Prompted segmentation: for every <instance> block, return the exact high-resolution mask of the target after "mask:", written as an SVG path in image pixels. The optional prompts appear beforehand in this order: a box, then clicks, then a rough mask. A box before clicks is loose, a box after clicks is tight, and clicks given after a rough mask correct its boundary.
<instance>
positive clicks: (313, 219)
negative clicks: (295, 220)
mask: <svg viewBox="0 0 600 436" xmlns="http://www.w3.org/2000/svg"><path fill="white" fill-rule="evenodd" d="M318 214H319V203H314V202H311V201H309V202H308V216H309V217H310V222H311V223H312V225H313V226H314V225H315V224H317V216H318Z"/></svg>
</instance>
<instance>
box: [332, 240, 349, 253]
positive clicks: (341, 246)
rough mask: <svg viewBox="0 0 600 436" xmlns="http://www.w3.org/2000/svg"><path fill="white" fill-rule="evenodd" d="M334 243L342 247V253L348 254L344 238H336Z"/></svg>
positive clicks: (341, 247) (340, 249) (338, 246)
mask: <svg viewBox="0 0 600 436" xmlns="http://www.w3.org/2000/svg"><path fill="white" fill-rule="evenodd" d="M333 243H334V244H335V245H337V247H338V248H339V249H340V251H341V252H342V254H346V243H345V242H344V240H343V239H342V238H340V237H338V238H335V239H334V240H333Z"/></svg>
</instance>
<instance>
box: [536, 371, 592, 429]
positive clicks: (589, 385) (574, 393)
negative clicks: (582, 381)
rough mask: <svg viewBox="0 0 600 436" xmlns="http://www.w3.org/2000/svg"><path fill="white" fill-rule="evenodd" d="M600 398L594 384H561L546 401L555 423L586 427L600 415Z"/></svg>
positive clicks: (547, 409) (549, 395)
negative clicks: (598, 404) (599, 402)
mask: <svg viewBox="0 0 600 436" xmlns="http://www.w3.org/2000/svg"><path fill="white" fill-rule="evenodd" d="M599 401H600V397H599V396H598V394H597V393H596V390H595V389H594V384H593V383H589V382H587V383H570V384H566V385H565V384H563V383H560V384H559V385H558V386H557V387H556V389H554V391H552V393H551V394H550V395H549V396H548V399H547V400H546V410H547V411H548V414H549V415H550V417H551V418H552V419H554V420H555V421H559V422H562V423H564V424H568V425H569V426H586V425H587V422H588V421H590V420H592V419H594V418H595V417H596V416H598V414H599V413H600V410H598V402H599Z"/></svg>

________________________________________

*DIRECTIONS FOR THIS TASK*:
Reproduce all of the records above verbatim, line for line, without altering any character.

*SOLUTION FOR THIS PROBLEM*:
Prompted segmentation: for every <instance> block, return the exact high-resolution mask of the target after "mask:", written as an SVG path in image pixels. The optional prompts appear beforehand in this order: a box, then clicks, then a rough mask. A box before clicks is loose, a box after clicks is tight, and clicks given after a rough mask correct its boundary.
<instance>
positive clicks: (313, 219)
negative clicks: (295, 220)
mask: <svg viewBox="0 0 600 436" xmlns="http://www.w3.org/2000/svg"><path fill="white" fill-rule="evenodd" d="M318 214H319V203H314V202H311V201H309V202H308V216H309V217H310V222H311V223H312V225H313V226H314V225H315V224H317V216H318Z"/></svg>
</instance>
<instance>
box: [332, 240, 349, 253]
positive clicks: (341, 246)
rough mask: <svg viewBox="0 0 600 436" xmlns="http://www.w3.org/2000/svg"><path fill="white" fill-rule="evenodd" d="M334 243L342 247V253L348 254L344 238H336Z"/></svg>
positive clicks: (341, 247) (340, 249) (338, 246)
mask: <svg viewBox="0 0 600 436" xmlns="http://www.w3.org/2000/svg"><path fill="white" fill-rule="evenodd" d="M333 243H334V244H335V245H337V247H338V248H339V249H340V251H341V252H342V254H346V243H345V242H344V240H343V239H342V238H340V237H338V238H335V239H334V240H333Z"/></svg>
</instance>
<instance>
box: [536, 371, 592, 429]
positive clicks: (589, 385) (574, 393)
negative clicks: (582, 381)
rough mask: <svg viewBox="0 0 600 436" xmlns="http://www.w3.org/2000/svg"><path fill="white" fill-rule="evenodd" d="M600 398L594 384H561L546 401L555 423L586 427L600 415Z"/></svg>
positive clicks: (547, 409) (549, 395)
negative clicks: (598, 404) (599, 402)
mask: <svg viewBox="0 0 600 436" xmlns="http://www.w3.org/2000/svg"><path fill="white" fill-rule="evenodd" d="M599 401H600V397H599V396H598V394H597V393H596V390H595V389H594V384H593V383H589V382H587V383H570V384H566V385H565V384H563V383H560V384H559V385H558V386H557V387H556V389H554V391H552V393H551V394H550V395H549V396H548V399H547V400H546V410H547V411H548V414H549V415H550V417H551V418H552V419H554V420H555V421H559V422H562V423H564V424H568V425H569V426H586V425H587V422H588V421H590V420H592V419H594V418H595V417H596V416H598V414H599V413H600V410H598V402H599Z"/></svg>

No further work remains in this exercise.